Rewrite the lines starting at the one containing "Task: indicate the overcast" and ending at the final line, requests included, and shift every coordinate in the answers by adding 103 to it.

····················

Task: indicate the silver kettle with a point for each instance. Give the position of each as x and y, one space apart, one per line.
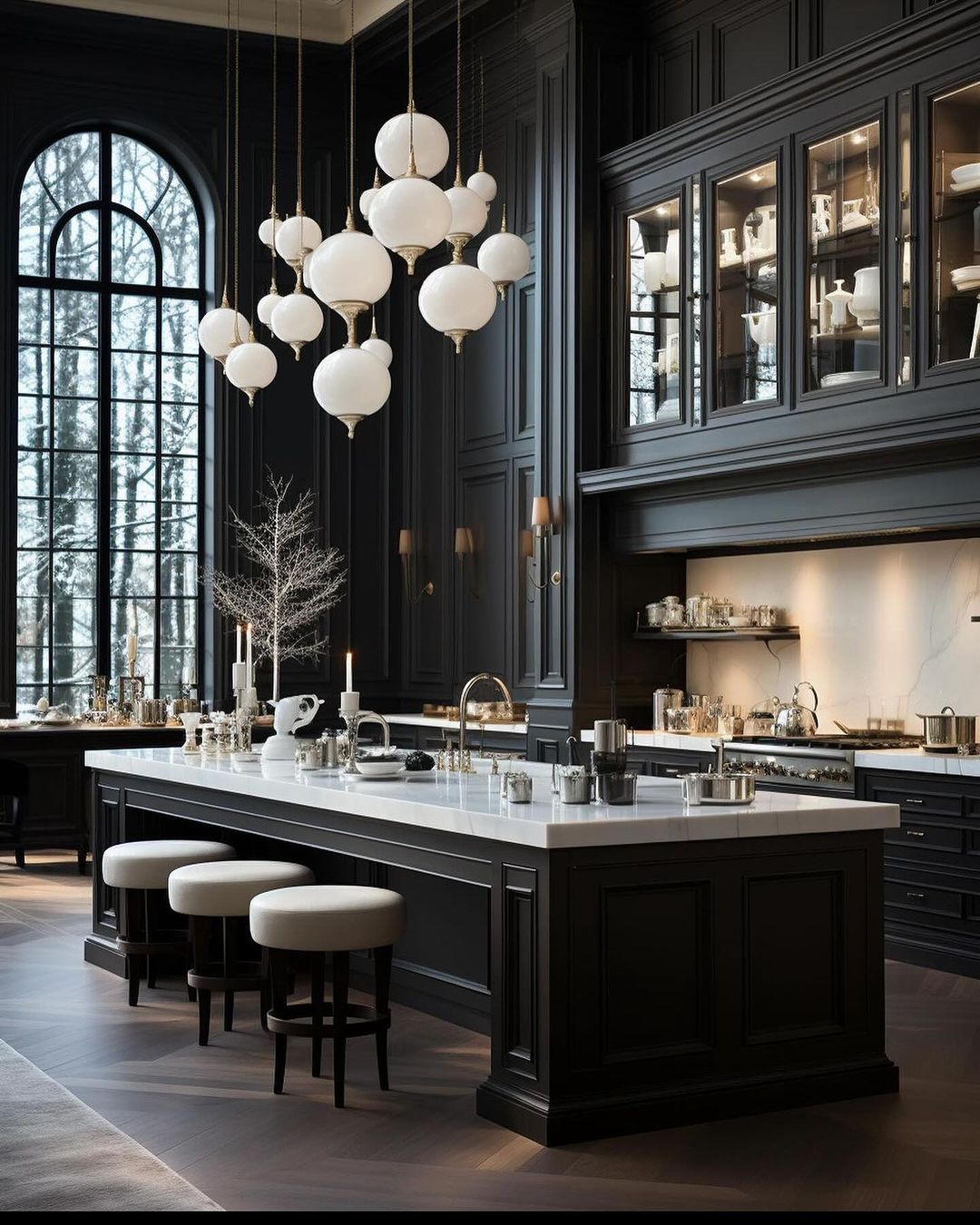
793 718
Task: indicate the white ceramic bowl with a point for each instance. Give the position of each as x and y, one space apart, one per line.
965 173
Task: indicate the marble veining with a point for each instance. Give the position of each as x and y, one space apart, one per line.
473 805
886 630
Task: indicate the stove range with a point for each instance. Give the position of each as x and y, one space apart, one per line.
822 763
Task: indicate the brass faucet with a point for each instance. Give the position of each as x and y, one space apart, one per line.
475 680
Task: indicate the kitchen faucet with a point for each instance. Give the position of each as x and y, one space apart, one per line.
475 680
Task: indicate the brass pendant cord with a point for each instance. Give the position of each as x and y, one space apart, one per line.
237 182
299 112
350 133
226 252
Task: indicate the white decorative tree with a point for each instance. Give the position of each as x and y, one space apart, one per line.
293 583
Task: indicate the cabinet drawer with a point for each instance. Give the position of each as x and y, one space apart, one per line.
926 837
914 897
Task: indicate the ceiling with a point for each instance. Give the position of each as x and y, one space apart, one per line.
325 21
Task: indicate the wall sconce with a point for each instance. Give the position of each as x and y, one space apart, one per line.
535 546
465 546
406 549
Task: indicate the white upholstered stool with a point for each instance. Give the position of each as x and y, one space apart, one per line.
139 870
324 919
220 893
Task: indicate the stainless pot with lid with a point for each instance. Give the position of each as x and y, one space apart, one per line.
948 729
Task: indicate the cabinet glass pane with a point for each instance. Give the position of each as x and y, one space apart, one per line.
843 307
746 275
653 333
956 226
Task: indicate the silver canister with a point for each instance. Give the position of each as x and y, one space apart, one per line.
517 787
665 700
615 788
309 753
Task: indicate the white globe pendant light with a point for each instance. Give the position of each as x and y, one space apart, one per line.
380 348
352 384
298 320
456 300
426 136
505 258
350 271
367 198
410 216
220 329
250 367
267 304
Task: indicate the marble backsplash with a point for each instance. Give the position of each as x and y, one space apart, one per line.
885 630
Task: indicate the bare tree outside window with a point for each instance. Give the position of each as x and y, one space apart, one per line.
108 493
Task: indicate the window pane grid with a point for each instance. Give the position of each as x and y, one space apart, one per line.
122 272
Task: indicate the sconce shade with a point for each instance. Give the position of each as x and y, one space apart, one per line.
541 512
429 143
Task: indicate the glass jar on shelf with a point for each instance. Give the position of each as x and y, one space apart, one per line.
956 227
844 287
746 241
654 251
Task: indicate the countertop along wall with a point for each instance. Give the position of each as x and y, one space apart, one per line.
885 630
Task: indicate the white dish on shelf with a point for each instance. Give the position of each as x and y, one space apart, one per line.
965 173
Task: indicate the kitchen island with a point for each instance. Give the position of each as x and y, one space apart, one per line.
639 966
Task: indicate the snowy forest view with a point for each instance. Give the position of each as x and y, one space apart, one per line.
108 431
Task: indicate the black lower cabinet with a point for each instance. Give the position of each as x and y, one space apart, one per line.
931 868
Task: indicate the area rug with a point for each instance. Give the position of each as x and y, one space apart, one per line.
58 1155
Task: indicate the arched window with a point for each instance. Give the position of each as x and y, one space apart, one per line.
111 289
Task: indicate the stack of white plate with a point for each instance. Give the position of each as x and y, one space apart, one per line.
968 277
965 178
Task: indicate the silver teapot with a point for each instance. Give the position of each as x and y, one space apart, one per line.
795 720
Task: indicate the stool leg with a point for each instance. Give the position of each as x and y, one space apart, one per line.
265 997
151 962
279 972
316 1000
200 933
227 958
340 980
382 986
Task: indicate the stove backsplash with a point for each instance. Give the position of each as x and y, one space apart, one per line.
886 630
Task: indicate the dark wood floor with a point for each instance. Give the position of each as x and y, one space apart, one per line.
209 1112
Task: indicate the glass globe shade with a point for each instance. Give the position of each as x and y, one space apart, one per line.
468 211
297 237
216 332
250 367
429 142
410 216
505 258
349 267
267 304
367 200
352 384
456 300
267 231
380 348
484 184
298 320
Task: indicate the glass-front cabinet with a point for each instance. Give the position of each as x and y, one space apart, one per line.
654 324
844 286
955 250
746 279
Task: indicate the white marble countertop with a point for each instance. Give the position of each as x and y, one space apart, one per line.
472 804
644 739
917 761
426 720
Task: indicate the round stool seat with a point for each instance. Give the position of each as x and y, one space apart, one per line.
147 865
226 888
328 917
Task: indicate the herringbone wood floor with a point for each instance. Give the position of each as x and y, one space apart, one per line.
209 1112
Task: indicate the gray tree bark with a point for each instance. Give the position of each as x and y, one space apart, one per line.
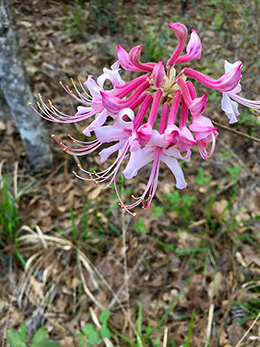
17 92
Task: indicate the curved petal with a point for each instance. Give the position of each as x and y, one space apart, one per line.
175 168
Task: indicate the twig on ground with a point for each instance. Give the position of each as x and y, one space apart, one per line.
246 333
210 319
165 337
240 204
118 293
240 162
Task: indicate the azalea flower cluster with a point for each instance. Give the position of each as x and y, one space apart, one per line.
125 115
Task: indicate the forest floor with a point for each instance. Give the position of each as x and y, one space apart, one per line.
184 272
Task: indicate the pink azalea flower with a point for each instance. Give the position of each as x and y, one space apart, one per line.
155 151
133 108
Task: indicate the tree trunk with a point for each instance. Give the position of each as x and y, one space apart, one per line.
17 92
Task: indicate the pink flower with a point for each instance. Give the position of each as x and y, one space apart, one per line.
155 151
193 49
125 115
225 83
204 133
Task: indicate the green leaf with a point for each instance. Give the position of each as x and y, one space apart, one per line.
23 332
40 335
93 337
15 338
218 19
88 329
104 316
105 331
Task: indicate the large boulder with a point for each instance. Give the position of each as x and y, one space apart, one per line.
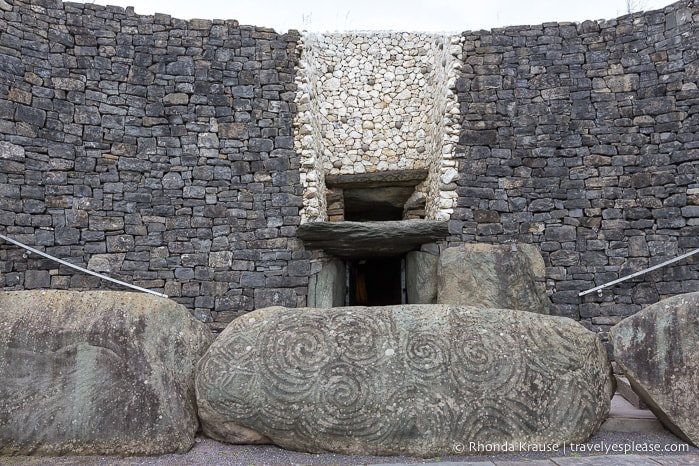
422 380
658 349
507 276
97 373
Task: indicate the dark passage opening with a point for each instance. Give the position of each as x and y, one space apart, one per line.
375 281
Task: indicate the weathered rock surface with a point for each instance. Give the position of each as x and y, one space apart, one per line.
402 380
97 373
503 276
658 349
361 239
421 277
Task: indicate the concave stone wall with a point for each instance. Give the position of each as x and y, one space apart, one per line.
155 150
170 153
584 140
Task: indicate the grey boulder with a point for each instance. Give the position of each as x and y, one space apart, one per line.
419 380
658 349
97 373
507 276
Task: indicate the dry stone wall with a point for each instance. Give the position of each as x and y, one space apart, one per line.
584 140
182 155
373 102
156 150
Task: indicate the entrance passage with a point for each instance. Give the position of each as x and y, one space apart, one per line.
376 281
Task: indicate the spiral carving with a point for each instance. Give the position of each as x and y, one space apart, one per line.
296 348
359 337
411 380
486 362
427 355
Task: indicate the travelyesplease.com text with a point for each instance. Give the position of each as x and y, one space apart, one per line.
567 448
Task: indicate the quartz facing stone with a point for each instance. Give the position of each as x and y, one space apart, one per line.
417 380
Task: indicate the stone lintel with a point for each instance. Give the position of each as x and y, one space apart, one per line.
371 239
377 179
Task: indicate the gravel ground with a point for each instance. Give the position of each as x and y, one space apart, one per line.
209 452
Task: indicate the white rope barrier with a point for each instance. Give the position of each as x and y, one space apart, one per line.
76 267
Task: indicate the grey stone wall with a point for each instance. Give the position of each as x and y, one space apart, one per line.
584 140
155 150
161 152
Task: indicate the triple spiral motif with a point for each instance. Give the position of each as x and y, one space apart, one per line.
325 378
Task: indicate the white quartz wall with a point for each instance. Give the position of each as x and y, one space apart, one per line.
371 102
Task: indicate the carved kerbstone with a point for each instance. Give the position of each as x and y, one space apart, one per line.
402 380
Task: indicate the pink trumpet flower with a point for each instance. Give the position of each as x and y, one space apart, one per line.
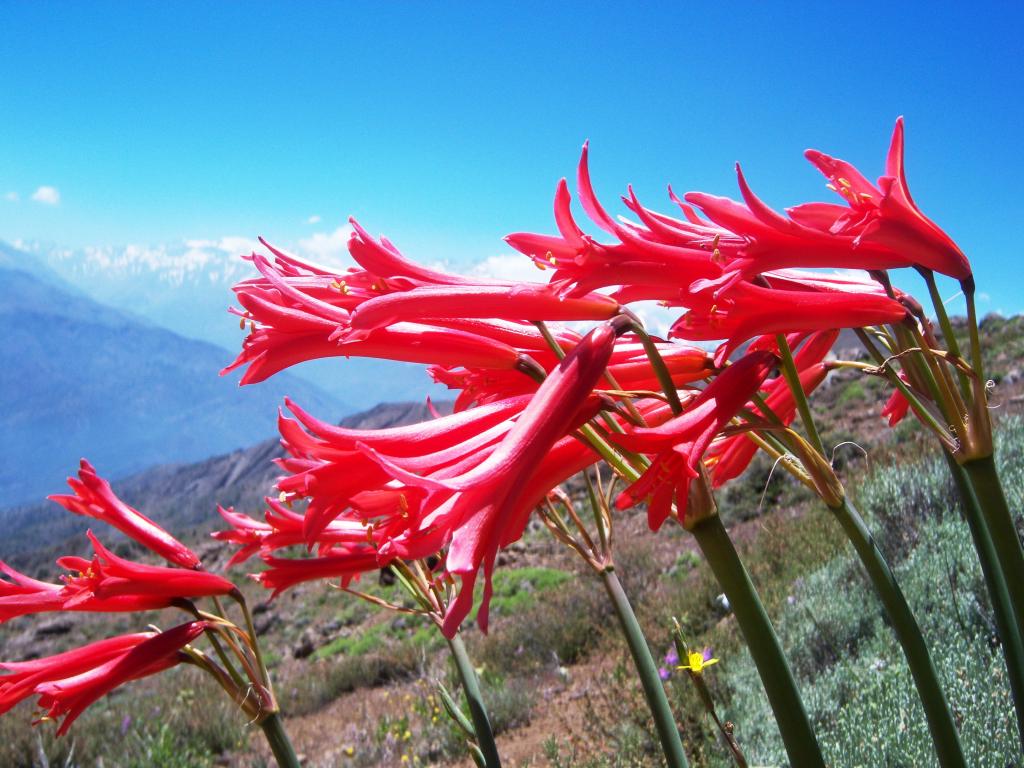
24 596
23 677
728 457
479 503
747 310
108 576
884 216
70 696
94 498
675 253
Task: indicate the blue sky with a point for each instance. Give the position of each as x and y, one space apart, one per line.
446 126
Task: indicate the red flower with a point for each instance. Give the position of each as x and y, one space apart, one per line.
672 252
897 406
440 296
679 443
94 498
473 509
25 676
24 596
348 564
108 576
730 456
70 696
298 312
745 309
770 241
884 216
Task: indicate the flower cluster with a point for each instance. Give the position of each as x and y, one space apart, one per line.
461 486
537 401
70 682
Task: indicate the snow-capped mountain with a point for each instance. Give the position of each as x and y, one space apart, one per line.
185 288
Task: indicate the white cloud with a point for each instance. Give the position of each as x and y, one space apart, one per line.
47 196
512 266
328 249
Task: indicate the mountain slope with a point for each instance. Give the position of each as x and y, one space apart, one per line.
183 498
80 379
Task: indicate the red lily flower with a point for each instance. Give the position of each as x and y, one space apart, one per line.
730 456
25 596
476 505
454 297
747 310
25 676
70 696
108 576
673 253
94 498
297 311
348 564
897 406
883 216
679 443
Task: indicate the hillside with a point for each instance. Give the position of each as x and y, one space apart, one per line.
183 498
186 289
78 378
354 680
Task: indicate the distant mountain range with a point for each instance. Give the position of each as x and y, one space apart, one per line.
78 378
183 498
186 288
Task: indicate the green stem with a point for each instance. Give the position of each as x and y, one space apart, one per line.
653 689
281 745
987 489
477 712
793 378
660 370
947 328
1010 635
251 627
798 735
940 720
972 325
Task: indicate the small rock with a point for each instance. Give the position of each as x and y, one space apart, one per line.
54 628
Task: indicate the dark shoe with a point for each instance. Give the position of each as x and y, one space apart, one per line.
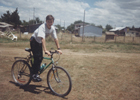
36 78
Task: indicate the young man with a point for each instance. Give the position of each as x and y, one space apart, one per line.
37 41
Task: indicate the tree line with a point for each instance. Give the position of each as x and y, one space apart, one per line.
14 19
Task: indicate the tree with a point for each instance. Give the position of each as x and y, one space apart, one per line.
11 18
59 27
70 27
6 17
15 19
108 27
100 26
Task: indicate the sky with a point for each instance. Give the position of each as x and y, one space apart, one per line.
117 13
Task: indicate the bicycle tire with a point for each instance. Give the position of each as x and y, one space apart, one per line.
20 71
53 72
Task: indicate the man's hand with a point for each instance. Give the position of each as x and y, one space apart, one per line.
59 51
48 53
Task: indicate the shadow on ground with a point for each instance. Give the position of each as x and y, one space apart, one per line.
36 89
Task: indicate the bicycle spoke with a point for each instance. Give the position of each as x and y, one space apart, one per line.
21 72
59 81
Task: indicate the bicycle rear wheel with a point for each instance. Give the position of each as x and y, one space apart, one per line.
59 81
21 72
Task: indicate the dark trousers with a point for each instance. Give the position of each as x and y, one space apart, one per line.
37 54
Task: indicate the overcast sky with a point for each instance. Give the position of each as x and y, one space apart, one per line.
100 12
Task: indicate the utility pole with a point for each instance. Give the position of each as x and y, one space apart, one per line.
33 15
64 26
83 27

····················

▸ **Answer for the task**
Task: indicate the overcast sky with a point for each instance. Give the position of each as x and y, one space apart, one per line.
203 115
Task: indicate the utility pole with a point for each instance. Give the position of each as x and y, one space apart, one per line.
136 118
167 129
186 130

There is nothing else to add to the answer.